Copy, word for word, the lines from the one containing "Task: point to every instance of the short-sleeved" through the end of the entries below, including both ends. Leave the pictures out of your copy.

[BEGIN DATA FOR THIS EXERCISE]

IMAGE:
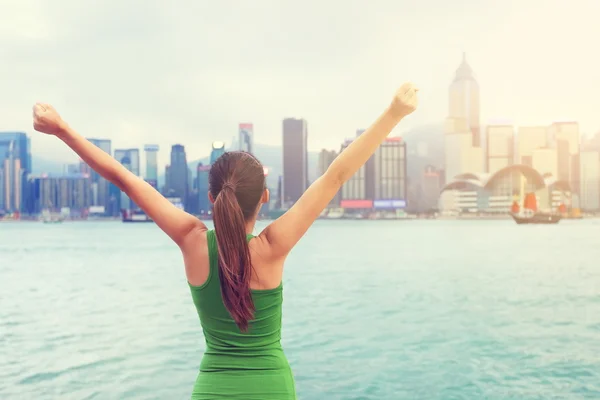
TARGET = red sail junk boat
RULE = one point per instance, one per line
(530, 214)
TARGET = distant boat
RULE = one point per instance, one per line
(530, 214)
(536, 218)
(48, 217)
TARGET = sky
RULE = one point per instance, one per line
(189, 71)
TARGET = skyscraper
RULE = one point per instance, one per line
(15, 165)
(100, 186)
(218, 148)
(464, 101)
(177, 174)
(390, 174)
(500, 147)
(152, 164)
(202, 172)
(326, 157)
(295, 159)
(130, 158)
(246, 137)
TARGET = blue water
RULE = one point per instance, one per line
(372, 310)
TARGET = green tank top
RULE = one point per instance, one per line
(252, 356)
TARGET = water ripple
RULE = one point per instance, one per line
(371, 311)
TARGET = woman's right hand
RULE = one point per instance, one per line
(47, 120)
(405, 101)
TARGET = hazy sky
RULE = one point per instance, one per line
(189, 71)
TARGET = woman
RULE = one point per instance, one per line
(236, 278)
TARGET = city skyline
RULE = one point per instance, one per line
(477, 170)
(198, 93)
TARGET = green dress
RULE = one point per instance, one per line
(239, 365)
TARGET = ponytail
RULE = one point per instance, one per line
(235, 267)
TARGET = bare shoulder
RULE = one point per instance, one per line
(267, 265)
(195, 256)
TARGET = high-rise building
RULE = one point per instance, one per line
(72, 192)
(130, 158)
(15, 165)
(202, 172)
(545, 161)
(390, 174)
(464, 101)
(218, 149)
(464, 153)
(295, 159)
(246, 137)
(369, 172)
(100, 186)
(151, 151)
(530, 138)
(353, 193)
(177, 174)
(431, 186)
(590, 180)
(326, 157)
(500, 147)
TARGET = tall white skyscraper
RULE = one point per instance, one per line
(151, 151)
(462, 131)
(463, 101)
(590, 180)
(246, 137)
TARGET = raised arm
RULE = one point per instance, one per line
(283, 234)
(174, 222)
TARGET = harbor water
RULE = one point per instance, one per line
(373, 310)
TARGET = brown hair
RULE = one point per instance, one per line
(236, 183)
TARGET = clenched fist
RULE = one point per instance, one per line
(47, 120)
(405, 101)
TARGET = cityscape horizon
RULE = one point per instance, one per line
(479, 162)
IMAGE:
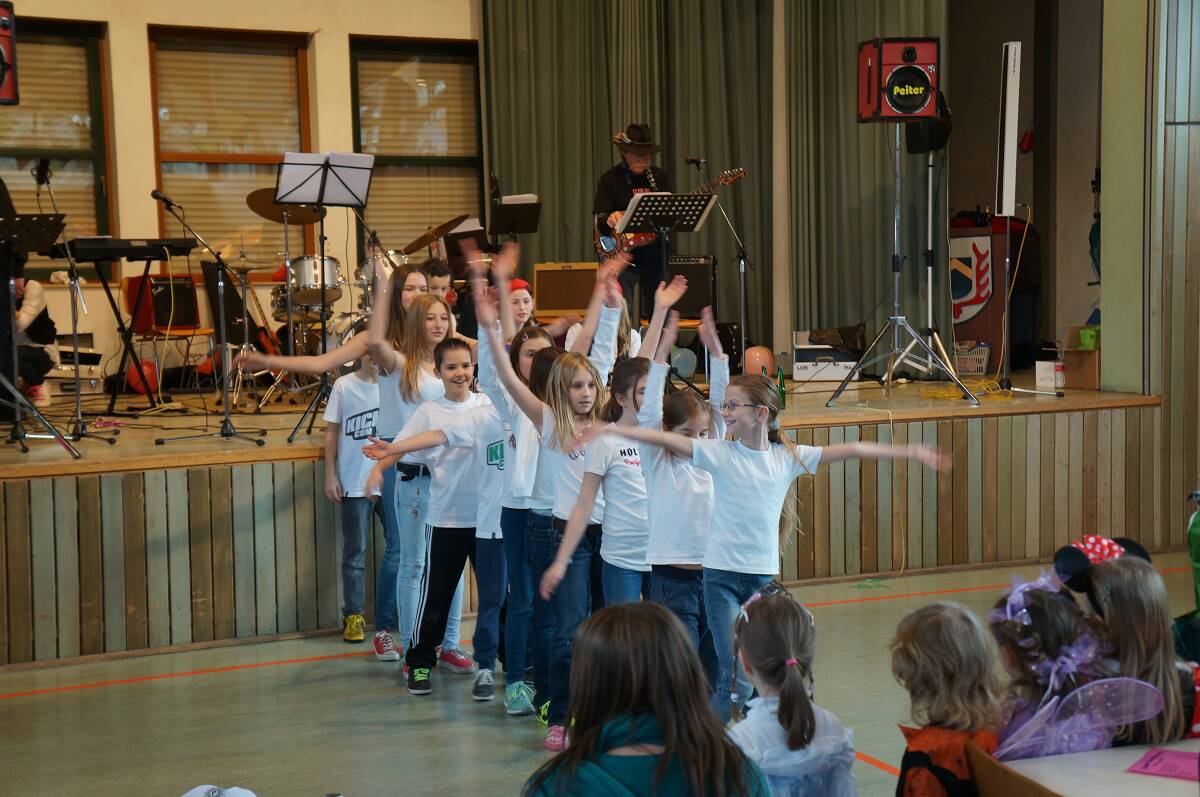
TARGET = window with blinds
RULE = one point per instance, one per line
(225, 113)
(417, 111)
(60, 117)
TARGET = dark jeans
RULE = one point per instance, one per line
(684, 595)
(521, 586)
(355, 525)
(540, 549)
(573, 603)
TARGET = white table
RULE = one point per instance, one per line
(1102, 773)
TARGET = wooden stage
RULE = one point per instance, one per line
(141, 546)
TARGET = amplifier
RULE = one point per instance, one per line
(563, 288)
(701, 273)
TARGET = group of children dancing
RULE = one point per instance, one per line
(633, 538)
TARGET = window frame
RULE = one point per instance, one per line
(100, 155)
(391, 47)
(222, 36)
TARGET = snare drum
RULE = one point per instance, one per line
(306, 277)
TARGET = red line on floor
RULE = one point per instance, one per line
(879, 765)
(166, 676)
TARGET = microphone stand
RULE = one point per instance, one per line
(79, 426)
(743, 264)
(227, 429)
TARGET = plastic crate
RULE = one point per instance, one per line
(972, 361)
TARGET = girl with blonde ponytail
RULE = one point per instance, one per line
(754, 477)
(802, 748)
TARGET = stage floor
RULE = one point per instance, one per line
(136, 449)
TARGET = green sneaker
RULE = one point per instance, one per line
(419, 682)
(519, 699)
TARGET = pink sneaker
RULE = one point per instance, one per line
(455, 660)
(385, 647)
(556, 738)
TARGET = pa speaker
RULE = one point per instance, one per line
(9, 95)
(898, 79)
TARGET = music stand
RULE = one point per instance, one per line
(665, 214)
(28, 233)
(334, 179)
(514, 219)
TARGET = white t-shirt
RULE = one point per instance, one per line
(625, 527)
(451, 489)
(679, 499)
(354, 405)
(481, 432)
(564, 472)
(394, 411)
(749, 489)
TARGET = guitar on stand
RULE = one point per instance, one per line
(618, 243)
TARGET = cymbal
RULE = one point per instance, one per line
(432, 234)
(262, 202)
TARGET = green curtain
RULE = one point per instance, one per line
(563, 76)
(840, 185)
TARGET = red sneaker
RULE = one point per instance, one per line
(385, 647)
(455, 660)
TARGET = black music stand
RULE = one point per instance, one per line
(514, 219)
(665, 214)
(28, 233)
(339, 180)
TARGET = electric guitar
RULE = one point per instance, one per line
(617, 243)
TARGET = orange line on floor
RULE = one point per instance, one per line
(879, 765)
(166, 676)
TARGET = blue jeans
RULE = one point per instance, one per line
(622, 586)
(540, 550)
(355, 522)
(724, 594)
(516, 622)
(685, 599)
(573, 605)
(491, 580)
(412, 504)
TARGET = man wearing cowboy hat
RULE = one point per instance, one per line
(617, 186)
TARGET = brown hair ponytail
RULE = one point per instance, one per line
(778, 637)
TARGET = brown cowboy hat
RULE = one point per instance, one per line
(636, 139)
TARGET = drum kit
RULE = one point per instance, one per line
(310, 287)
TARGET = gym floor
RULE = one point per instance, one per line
(316, 715)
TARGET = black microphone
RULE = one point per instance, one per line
(42, 172)
(163, 198)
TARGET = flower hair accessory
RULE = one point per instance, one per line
(1017, 604)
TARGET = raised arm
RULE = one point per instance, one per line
(665, 298)
(385, 357)
(351, 349)
(576, 525)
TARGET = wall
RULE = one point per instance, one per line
(132, 143)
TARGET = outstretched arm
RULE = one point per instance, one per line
(576, 525)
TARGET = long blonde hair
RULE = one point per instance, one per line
(417, 348)
(558, 396)
(1132, 598)
(946, 659)
(761, 390)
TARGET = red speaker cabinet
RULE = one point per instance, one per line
(898, 79)
(9, 95)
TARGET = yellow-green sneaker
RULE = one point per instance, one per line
(352, 628)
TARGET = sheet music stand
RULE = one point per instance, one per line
(28, 233)
(515, 219)
(665, 214)
(337, 180)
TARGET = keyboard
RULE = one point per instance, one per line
(100, 250)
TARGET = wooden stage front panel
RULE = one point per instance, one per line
(141, 546)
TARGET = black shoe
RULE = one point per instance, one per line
(419, 682)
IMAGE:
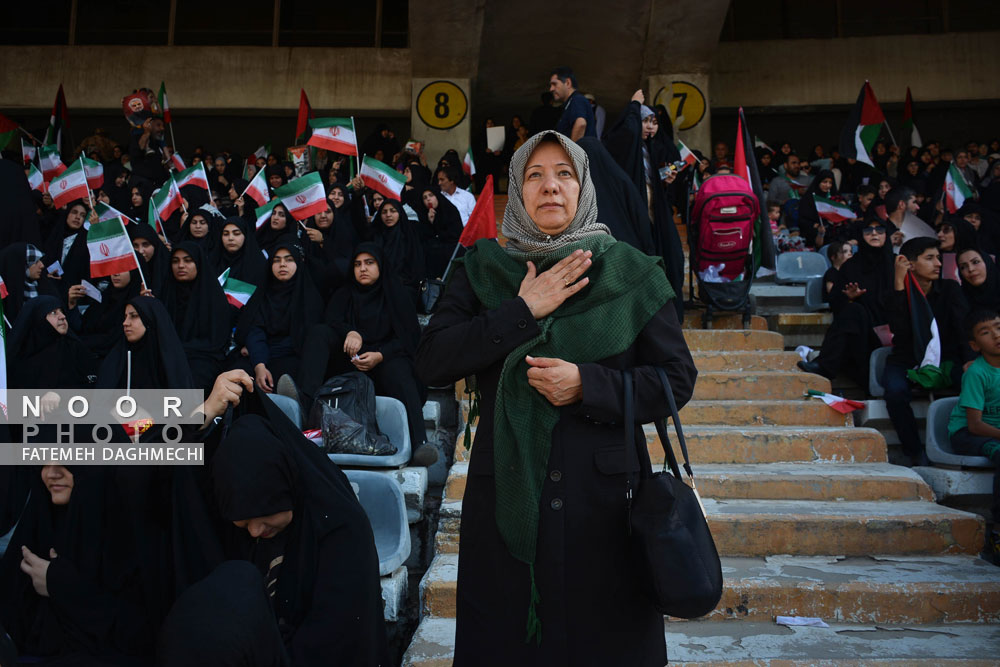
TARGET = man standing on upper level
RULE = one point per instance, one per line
(577, 120)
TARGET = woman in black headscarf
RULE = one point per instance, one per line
(237, 250)
(400, 244)
(44, 353)
(155, 257)
(980, 279)
(101, 324)
(373, 318)
(23, 274)
(70, 582)
(273, 324)
(439, 226)
(294, 515)
(858, 300)
(199, 310)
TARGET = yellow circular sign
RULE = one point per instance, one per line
(683, 100)
(442, 105)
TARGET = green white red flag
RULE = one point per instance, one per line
(35, 179)
(334, 134)
(382, 178)
(833, 211)
(257, 188)
(69, 185)
(864, 124)
(304, 197)
(956, 190)
(110, 249)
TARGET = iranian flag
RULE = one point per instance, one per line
(858, 137)
(110, 249)
(382, 178)
(838, 403)
(35, 179)
(264, 212)
(257, 189)
(94, 171)
(468, 164)
(193, 176)
(334, 134)
(304, 197)
(27, 152)
(833, 211)
(51, 162)
(956, 190)
(237, 291)
(166, 200)
(686, 154)
(908, 124)
(69, 186)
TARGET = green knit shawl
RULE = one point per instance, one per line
(626, 289)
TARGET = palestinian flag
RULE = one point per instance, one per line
(908, 124)
(167, 200)
(382, 178)
(164, 106)
(35, 179)
(686, 154)
(264, 212)
(94, 171)
(110, 249)
(57, 121)
(193, 176)
(468, 164)
(858, 137)
(305, 113)
(257, 189)
(8, 130)
(51, 162)
(833, 211)
(304, 197)
(237, 291)
(956, 190)
(69, 185)
(838, 403)
(28, 152)
(334, 134)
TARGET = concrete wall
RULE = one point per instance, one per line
(812, 72)
(208, 78)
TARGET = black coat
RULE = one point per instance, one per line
(581, 537)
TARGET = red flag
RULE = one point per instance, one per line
(483, 220)
(305, 113)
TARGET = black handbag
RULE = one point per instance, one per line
(672, 546)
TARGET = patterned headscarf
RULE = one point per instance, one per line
(524, 237)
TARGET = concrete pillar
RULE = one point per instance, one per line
(685, 95)
(440, 115)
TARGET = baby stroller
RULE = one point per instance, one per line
(722, 223)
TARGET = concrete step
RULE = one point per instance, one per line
(761, 385)
(809, 528)
(732, 339)
(765, 644)
(894, 589)
(721, 360)
(781, 481)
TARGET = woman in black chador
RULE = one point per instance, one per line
(293, 514)
(547, 324)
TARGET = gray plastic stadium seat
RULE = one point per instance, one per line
(382, 498)
(799, 267)
(814, 295)
(876, 366)
(939, 444)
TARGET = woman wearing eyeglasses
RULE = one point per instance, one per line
(858, 302)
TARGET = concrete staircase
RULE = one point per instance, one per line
(811, 521)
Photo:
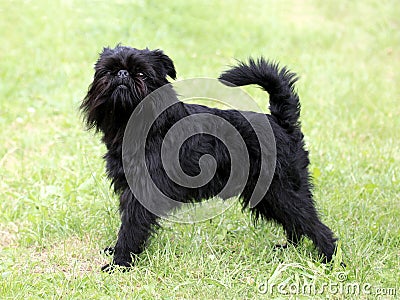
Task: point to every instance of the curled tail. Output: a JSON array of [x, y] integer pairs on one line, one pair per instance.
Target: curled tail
[[279, 83]]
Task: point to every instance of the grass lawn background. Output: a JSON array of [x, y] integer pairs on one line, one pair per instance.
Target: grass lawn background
[[56, 208]]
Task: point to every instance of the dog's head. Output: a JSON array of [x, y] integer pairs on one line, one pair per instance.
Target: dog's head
[[123, 77]]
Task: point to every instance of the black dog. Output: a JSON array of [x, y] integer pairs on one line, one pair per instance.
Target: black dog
[[124, 76]]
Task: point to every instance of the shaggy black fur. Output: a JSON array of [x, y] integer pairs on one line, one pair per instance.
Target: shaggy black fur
[[124, 76]]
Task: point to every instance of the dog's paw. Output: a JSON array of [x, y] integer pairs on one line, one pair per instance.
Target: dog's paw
[[280, 246], [117, 267], [108, 251]]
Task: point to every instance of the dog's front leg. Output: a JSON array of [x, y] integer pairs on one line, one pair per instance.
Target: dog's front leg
[[137, 224]]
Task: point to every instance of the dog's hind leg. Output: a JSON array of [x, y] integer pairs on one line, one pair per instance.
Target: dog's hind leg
[[301, 218], [137, 224]]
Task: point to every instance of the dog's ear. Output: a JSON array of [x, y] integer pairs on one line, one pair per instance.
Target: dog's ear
[[166, 63]]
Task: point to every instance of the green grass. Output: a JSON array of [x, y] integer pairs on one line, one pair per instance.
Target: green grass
[[56, 209]]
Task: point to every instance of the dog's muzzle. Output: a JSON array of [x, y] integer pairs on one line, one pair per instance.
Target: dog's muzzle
[[123, 74]]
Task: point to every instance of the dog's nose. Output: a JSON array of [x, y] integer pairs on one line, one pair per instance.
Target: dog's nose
[[123, 73]]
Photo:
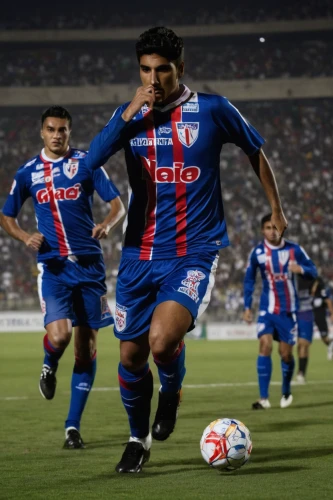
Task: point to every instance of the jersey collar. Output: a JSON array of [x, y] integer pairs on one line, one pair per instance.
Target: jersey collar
[[273, 247], [46, 159]]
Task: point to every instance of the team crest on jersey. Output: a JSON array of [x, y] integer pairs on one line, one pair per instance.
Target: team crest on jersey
[[283, 257], [191, 284], [187, 133], [120, 317], [191, 107], [71, 168]]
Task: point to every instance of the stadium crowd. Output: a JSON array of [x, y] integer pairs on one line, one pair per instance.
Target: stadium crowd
[[131, 13], [215, 58], [299, 145]]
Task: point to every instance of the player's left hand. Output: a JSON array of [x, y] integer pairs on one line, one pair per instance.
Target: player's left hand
[[279, 221], [99, 232], [295, 268]]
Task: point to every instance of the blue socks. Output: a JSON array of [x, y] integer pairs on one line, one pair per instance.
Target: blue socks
[[287, 374], [264, 370], [136, 391], [52, 354], [82, 381], [173, 372]]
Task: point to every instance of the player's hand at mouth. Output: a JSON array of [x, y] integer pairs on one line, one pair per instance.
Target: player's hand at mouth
[[143, 95], [99, 232]]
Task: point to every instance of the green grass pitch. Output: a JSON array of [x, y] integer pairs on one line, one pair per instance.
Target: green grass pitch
[[292, 448]]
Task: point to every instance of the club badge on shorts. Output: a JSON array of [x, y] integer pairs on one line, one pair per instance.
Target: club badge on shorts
[[71, 168], [120, 317]]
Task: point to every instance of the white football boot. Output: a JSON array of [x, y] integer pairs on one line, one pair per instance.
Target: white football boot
[[286, 401], [300, 379]]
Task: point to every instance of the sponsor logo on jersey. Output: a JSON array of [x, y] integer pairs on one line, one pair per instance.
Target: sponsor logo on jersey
[[120, 317], [191, 107], [277, 276], [175, 174], [71, 193], [12, 189], [187, 133], [164, 130], [158, 141], [37, 178], [56, 171], [191, 284], [79, 154], [283, 257], [30, 163], [71, 168], [261, 258], [145, 109]]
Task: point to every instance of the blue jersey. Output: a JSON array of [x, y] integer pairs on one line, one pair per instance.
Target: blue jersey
[[173, 163], [62, 192], [279, 292]]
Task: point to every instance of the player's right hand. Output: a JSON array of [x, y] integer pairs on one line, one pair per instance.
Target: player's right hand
[[35, 241], [143, 95], [248, 316], [279, 221]]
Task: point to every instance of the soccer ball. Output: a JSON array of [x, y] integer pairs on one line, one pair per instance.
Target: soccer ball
[[226, 444]]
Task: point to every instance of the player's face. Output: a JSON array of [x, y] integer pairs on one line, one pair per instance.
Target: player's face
[[271, 234], [55, 134], [162, 74]]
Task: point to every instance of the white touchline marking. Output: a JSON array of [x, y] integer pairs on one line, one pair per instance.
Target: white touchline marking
[[185, 386]]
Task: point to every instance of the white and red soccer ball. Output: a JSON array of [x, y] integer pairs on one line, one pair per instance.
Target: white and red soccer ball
[[226, 444]]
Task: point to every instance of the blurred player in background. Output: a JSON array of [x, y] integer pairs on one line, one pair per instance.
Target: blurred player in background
[[172, 139], [279, 260], [314, 303], [305, 324], [322, 304], [71, 281]]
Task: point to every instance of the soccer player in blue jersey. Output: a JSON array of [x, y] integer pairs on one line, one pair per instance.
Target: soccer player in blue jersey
[[172, 137], [279, 261], [71, 278]]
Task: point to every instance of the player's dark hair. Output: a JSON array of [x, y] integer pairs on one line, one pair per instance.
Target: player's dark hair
[[161, 41], [57, 112], [266, 218]]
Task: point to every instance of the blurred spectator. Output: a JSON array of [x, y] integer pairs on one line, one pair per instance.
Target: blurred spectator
[[211, 59], [87, 15]]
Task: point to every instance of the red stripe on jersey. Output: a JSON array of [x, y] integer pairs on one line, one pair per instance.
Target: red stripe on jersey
[[181, 204], [286, 291], [270, 271], [286, 287], [146, 247], [58, 225]]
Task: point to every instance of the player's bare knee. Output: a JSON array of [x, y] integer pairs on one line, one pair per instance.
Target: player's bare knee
[[265, 346], [60, 339], [163, 349]]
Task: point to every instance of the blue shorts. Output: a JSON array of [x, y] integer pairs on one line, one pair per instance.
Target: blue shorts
[[305, 325], [143, 284], [282, 326], [75, 291]]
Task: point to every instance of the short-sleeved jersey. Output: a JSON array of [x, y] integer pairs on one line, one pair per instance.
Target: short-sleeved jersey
[[173, 163], [62, 192], [279, 291]]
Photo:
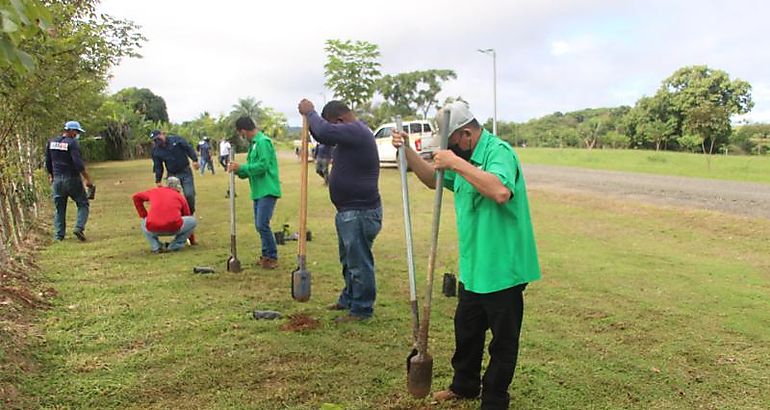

[END DATA FOR THIS EXERCISE]

→ WRITTEN ANSWER
Task: point to every instance of the short-sleeved jersey. Output: a JSON array of [x, y] integer pairs on one line, one pair per instance.
Target: short-sleeved jersey
[[173, 163], [62, 192], [279, 291]]
Photo:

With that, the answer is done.